**What you have to do**
Select every line of the data below that contains the string "Query", matching case exactly.

**Supplied information**
________________________________________

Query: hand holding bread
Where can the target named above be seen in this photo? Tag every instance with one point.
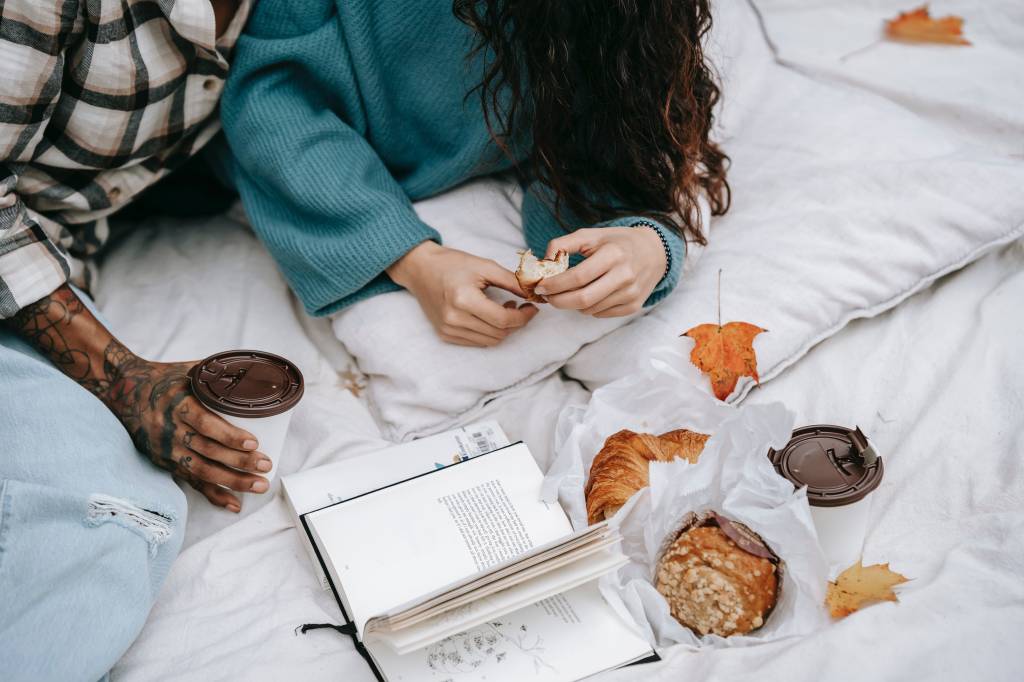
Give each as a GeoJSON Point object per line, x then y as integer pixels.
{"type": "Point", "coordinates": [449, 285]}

________________________________________

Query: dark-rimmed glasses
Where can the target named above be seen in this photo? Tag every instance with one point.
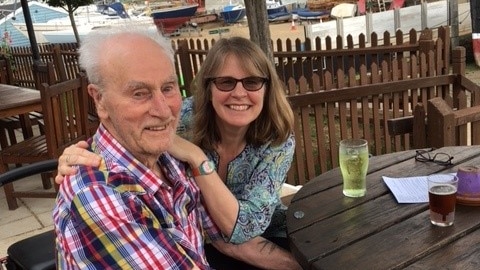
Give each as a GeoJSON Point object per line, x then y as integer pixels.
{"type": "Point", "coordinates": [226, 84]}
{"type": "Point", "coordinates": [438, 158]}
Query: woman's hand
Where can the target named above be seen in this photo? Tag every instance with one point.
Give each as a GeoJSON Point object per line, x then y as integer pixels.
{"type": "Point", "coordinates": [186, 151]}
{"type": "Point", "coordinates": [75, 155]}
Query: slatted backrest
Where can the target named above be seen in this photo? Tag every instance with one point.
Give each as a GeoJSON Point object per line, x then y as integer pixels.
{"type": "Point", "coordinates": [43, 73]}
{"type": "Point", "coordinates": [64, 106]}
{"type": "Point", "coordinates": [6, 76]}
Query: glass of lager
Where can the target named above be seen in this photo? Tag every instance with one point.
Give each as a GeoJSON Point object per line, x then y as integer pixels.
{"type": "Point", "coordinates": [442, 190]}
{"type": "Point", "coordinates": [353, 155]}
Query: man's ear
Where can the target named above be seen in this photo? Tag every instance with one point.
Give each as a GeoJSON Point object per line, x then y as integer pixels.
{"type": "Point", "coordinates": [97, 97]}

________________________________________

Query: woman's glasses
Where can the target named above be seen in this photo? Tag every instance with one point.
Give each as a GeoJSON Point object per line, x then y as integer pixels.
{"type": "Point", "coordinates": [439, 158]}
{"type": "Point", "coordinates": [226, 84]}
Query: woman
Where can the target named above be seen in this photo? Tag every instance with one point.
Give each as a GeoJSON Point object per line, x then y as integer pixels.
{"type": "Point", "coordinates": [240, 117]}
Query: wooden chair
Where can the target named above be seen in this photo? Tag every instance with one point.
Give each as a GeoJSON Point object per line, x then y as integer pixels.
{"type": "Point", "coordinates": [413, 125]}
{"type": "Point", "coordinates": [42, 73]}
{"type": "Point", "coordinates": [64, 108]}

________________________________________

**Solution to this exercise**
Query: hand holding bread
Query: dark-rimmed glasses
Query: woman's hand
Query: slatted backrest
Query: glass of lager
Query: man's ear
Query: woman's glasses
Query: woman
Query: wooden chair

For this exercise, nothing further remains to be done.